(Records excerpted from a collection)
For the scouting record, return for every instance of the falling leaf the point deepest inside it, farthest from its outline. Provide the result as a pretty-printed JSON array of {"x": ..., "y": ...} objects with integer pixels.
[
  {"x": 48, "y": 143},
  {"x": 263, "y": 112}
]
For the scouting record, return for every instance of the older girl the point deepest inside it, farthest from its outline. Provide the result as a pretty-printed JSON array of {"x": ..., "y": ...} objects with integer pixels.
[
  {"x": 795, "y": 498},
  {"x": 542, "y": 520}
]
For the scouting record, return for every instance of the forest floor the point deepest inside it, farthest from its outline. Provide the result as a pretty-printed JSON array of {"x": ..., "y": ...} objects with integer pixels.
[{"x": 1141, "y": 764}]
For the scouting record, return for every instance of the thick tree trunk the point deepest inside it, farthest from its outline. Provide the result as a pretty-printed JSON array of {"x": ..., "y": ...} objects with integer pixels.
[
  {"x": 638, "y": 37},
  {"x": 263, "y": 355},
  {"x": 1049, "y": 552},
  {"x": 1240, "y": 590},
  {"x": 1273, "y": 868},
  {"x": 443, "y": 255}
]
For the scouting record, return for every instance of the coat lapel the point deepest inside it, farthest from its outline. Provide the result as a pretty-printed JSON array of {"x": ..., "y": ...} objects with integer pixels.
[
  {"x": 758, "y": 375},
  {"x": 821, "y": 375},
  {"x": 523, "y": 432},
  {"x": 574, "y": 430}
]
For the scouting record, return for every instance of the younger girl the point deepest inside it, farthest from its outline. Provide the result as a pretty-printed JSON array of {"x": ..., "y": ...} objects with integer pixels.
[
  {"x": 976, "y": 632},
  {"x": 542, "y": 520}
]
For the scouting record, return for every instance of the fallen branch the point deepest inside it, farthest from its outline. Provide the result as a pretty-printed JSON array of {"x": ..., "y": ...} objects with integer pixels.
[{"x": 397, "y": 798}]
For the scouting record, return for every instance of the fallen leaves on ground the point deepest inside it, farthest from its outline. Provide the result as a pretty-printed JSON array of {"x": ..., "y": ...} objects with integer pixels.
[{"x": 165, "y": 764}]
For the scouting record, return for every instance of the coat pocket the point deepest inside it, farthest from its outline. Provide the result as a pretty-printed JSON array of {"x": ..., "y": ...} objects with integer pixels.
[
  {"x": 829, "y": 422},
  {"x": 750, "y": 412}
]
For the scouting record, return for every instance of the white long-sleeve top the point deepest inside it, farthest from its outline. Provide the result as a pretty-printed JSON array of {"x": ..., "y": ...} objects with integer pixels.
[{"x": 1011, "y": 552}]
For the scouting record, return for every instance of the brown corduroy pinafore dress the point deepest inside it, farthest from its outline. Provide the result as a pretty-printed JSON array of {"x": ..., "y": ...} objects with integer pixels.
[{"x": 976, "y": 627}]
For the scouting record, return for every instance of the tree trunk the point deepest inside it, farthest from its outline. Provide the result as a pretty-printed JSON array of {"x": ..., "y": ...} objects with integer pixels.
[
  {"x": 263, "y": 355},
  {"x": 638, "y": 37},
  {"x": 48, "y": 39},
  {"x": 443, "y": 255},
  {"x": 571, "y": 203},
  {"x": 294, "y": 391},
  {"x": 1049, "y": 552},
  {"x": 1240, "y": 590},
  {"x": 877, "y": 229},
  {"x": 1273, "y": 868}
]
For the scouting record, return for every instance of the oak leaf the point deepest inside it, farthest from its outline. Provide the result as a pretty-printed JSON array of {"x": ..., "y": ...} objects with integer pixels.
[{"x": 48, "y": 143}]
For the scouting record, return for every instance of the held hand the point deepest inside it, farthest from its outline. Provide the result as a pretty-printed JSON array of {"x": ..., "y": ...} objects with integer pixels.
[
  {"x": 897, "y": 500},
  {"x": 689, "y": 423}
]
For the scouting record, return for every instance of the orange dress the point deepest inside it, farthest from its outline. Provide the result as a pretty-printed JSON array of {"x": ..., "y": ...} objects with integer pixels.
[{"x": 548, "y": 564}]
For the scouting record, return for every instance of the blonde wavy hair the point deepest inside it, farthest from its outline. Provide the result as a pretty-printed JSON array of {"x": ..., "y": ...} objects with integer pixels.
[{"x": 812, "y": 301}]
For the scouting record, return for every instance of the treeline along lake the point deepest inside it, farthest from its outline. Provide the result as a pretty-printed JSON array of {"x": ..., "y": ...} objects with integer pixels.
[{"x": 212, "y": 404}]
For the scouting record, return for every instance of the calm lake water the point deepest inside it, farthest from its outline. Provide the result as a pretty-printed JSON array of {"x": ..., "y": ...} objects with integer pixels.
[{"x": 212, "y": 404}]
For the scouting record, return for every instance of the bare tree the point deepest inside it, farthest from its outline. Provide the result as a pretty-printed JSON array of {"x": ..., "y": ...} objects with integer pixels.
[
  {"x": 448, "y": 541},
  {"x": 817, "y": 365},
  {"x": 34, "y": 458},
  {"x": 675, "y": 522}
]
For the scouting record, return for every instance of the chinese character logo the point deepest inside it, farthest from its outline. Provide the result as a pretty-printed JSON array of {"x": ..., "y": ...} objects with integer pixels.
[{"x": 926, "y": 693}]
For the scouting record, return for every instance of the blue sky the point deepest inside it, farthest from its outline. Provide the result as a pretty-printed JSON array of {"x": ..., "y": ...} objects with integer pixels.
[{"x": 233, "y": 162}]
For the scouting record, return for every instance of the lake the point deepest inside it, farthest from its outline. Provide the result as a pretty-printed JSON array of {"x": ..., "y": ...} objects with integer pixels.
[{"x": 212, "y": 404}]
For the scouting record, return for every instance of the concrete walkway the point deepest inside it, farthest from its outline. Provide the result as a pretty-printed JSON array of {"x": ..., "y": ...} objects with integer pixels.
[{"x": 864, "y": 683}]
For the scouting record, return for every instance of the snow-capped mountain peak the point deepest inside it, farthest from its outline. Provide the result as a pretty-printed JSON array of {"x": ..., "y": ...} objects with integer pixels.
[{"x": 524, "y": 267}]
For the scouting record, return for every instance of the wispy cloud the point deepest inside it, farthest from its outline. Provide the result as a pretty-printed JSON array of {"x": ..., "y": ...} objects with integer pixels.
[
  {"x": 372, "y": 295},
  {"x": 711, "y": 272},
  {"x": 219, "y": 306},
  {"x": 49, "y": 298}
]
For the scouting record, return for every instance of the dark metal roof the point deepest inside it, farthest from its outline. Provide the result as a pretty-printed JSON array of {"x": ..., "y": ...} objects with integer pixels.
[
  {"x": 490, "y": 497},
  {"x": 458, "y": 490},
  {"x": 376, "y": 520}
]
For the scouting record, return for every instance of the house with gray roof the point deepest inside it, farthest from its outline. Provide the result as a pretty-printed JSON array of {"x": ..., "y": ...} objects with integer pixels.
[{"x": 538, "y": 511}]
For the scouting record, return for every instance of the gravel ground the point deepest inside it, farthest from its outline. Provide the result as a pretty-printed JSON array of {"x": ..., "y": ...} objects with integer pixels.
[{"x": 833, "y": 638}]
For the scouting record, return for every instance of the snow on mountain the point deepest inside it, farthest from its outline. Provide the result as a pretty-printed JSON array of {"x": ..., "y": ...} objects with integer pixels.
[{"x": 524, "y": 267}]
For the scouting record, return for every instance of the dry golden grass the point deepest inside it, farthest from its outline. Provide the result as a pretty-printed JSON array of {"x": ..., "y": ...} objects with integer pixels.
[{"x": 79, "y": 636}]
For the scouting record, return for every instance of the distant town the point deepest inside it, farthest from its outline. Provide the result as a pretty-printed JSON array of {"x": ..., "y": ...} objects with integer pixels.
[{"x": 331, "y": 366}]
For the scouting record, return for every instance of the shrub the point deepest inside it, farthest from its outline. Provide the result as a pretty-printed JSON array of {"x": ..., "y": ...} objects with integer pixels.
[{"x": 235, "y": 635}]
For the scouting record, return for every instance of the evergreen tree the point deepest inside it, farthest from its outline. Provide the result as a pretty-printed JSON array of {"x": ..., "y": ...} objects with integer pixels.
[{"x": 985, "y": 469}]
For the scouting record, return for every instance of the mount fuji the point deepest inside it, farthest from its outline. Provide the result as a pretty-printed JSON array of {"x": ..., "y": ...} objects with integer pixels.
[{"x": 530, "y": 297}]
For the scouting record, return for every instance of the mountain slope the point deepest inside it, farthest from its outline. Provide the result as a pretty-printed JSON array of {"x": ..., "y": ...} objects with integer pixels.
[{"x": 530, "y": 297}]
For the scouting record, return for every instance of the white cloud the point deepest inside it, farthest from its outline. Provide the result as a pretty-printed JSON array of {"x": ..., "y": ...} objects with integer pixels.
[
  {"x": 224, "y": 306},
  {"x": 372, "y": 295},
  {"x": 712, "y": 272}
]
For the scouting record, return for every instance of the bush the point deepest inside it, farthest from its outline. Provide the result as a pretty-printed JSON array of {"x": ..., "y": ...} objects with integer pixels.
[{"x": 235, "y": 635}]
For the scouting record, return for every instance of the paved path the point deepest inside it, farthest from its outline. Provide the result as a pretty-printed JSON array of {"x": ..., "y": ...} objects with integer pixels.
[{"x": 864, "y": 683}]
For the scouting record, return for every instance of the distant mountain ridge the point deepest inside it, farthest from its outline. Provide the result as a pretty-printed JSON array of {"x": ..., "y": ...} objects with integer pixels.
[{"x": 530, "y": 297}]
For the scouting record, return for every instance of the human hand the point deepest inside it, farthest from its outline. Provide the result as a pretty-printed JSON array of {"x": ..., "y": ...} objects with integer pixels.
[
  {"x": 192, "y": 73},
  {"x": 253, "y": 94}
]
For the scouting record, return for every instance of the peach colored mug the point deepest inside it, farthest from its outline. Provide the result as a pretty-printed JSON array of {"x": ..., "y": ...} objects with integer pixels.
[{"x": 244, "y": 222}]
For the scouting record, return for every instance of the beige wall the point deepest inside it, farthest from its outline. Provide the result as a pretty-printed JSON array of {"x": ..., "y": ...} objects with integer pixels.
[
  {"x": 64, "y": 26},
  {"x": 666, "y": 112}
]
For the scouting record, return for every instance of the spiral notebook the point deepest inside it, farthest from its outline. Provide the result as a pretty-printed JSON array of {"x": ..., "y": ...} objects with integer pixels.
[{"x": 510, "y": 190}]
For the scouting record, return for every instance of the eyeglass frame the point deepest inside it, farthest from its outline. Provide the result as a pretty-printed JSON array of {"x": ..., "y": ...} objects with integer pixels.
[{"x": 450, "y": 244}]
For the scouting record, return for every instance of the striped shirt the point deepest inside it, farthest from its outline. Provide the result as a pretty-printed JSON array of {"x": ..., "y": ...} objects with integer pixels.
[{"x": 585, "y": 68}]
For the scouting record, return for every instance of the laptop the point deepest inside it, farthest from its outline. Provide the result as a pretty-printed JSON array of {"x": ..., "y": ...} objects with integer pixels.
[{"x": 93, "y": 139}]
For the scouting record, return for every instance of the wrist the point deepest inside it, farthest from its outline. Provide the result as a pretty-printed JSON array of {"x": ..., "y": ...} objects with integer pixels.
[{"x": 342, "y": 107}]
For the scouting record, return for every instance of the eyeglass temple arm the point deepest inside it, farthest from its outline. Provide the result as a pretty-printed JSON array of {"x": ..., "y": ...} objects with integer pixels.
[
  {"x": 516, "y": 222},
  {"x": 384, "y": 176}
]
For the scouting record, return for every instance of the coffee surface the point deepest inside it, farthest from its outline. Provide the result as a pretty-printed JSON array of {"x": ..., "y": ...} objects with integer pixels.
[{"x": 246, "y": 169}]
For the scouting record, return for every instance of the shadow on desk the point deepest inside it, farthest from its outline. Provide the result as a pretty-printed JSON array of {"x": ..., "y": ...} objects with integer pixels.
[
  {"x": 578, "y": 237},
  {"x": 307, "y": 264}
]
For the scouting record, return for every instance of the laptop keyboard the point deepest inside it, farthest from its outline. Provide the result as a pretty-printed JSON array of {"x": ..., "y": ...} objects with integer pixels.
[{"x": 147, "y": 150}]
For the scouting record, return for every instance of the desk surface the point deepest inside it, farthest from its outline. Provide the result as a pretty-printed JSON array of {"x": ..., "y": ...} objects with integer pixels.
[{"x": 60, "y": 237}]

**TASK BRIEF**
The required output is the exact sequence of lines from the one containing "the laptop keyboard" through the end of the listing, both endpoints included.

**TASK RESPONSE**
For the scouting record, return for every instance of the laptop keyboard the point deepest inside it, farthest from its outline. Provide the result as a pretty-printed JSON array of {"x": ..., "y": ...} objects with integer pixels.
[{"x": 147, "y": 150}]
For the scouting record, return for every instance of the desk surface the point deepest inside it, farthest from its outline. Provide the result as a pretty-printed JSON array of {"x": ..., "y": ...} objects with integer pixels.
[{"x": 60, "y": 237}]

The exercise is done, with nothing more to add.